(READING PASSAGE)
• • • • •
EP by The Dickies
- Released: 1988
- Genre: Punk rock; post-punk;
- Length: 18:28
- Label: Enigma
- Producer: Sir Ronald Powell Hitchcock, Leonard G. Phillips

The Dickies chronology
| Stukas Over Disneyland (1983) | Killer Klowns from Outer Space (1988) | Second Coming (1989) |

= Killer Klowns from Outer Space (EP) =

Killer Klowns from Outer Space is an EP by the American punk rock band The Dickies. It was released in 1988 by Enigma Records. It contains the song "Killer Klowns", the title song of the 1988 film Killer Klowns from Outer Space.

South Californian artist Shag designed and executed the album cover artwork, the first of various collaborations with The Dickies.
• • • • •
(EXERCISE TASK 1) Summarize the article on the Killer Klowns from Outer Space EP in two sentences.
(EXERCISE TASK 2) According to the article on the Killer Klowns from Outer Space EP, who designed and executed the album cover artwork?
(EXERCISE TASK 3) Pick up the article on the Killer Klowns from Outer Space EP after its final sentence and write the next part.
The stored items are material separate from the article on the Killer Klowns from Outer Space EP.

[Stored items]
• • • • •
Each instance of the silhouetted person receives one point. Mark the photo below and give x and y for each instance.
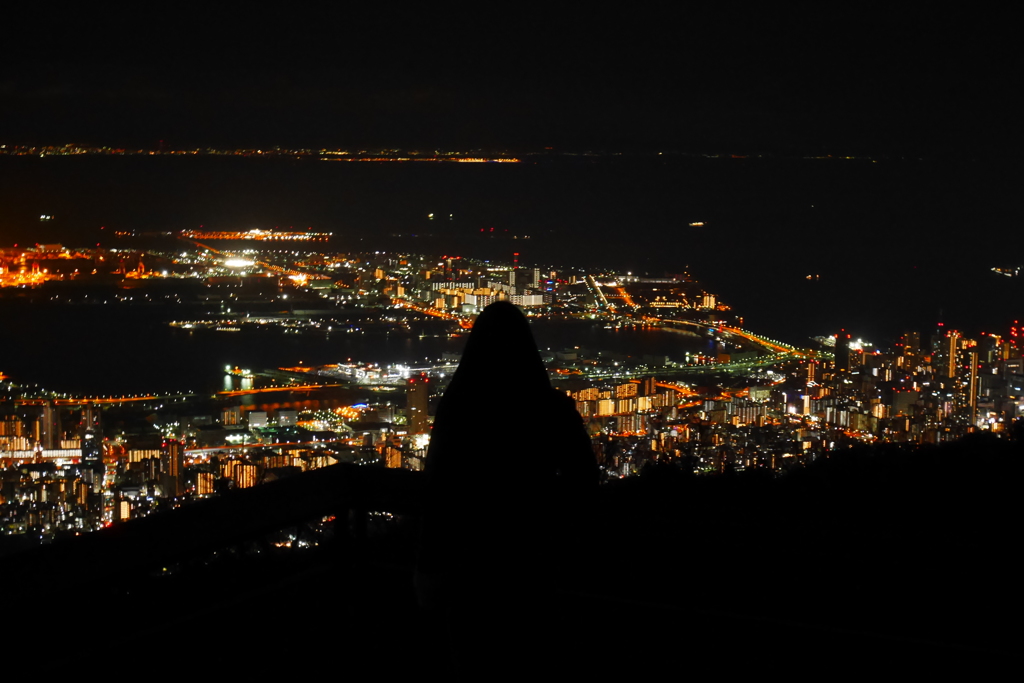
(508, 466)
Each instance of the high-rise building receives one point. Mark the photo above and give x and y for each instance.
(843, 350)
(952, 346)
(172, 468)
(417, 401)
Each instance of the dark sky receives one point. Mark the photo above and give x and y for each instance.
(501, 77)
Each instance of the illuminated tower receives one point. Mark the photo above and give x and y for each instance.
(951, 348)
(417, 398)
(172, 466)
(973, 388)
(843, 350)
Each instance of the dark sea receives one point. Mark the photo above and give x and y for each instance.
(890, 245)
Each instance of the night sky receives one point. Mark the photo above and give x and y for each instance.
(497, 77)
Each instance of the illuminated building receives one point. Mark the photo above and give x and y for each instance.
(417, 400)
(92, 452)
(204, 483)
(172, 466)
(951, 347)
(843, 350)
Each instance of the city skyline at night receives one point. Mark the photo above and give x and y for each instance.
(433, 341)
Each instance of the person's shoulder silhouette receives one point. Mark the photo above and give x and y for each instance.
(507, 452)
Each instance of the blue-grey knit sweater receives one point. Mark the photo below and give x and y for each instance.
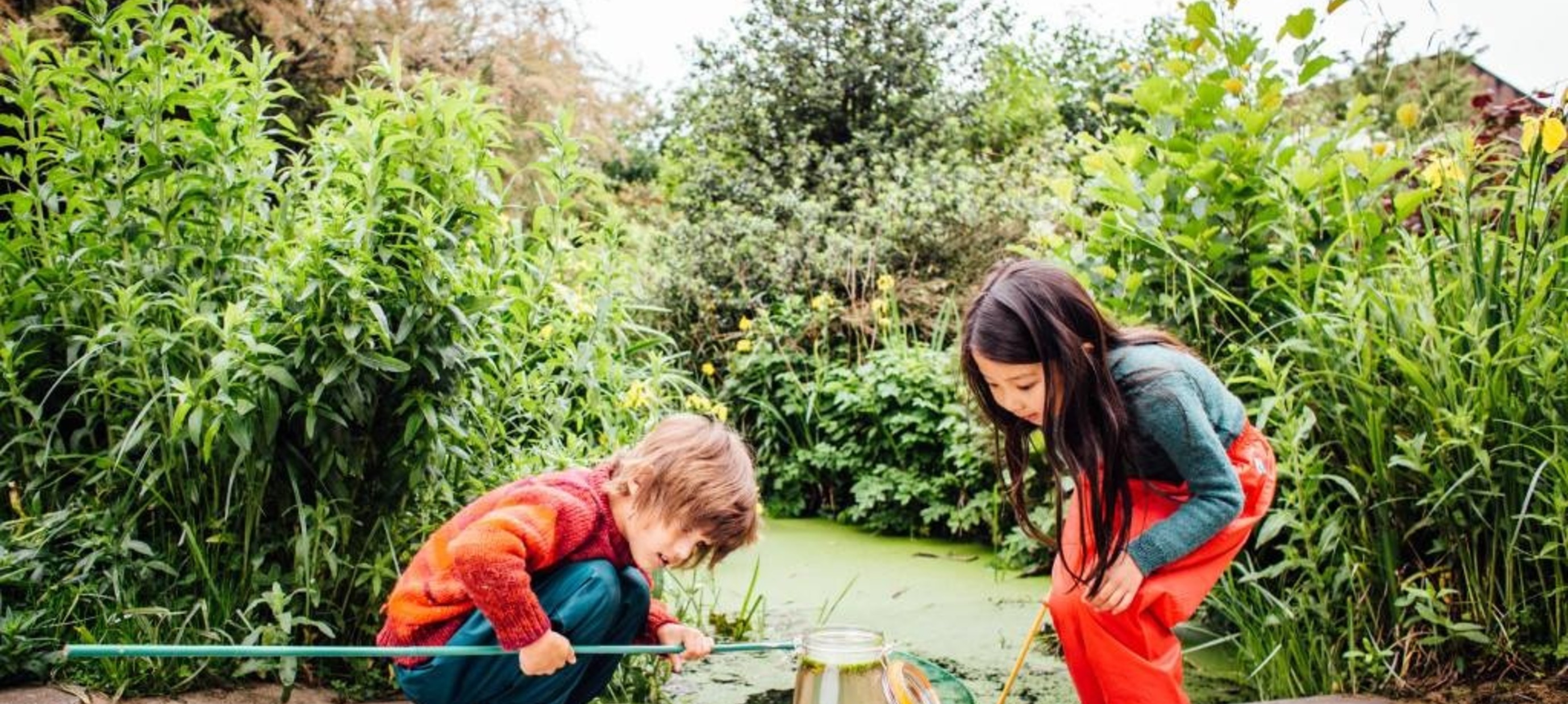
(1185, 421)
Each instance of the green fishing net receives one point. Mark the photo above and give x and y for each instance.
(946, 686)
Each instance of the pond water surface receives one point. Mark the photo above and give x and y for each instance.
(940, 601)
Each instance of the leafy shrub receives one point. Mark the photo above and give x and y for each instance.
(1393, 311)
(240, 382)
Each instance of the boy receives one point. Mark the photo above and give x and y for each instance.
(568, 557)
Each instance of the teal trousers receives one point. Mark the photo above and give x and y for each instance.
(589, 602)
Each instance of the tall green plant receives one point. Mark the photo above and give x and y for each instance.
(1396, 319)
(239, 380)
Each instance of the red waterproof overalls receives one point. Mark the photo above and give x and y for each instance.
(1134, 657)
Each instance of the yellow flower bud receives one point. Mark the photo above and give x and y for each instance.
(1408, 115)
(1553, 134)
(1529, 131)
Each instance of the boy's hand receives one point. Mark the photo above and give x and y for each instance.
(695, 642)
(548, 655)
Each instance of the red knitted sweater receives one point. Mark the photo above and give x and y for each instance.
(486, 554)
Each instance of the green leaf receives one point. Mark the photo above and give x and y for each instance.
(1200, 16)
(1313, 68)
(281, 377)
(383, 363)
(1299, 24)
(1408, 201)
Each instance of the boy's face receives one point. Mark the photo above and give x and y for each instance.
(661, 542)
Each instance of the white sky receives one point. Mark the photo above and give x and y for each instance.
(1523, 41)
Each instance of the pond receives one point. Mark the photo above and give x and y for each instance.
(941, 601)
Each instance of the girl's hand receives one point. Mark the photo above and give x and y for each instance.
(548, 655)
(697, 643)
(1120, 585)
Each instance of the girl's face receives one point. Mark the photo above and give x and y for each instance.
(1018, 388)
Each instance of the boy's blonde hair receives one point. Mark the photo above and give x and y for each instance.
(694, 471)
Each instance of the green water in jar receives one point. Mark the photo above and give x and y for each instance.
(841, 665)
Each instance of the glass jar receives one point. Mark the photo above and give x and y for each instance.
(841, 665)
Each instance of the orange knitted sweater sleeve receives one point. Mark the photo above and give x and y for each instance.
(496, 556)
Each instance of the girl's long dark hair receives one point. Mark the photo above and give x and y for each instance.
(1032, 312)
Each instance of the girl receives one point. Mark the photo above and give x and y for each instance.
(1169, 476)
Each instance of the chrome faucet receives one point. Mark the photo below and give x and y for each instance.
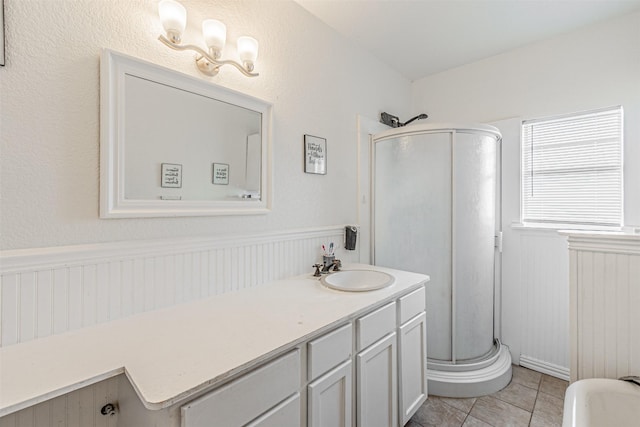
• • • • •
(ANSWER 1) Killer Klowns from Outer Space is an EP by the American punk rock band The Dickies, released in 1988 by Enigma Records, and it contains the title song of the 1988 film Killer Klowns from Outer Space. South Californian artist Shag designed and executed its cover artwork, the first of various collaborations with the band.

(ANSWER 2) South Californian artist Shag.

(ANSWER 3)
Professional ratings
Review scores
| Source | Rating |
| AllMusic | Star |

==Critical reception==
Trouser Press wrote that "included on this fun (if less than inspired) release is a gimmicky remake of Jet Screamer’s Jetsons rockabilly classic 'Eep Opp Ork (Uh, Uh),' one more item in the Dickies’ ever-expanding catalog of daffy covers."

==Music video==
The video for "Killer Klowns" features the band performing in a penitentiary, with guards and inmates for an audience. Various clips from the movie are shown; Phillips and his bandmates interact with several of these. Ultimately, the Klowns commandeer the band's instruments and toss them in a cell. Last to be locked up is Phillips himself, who asks the others: "So...What're you in for?"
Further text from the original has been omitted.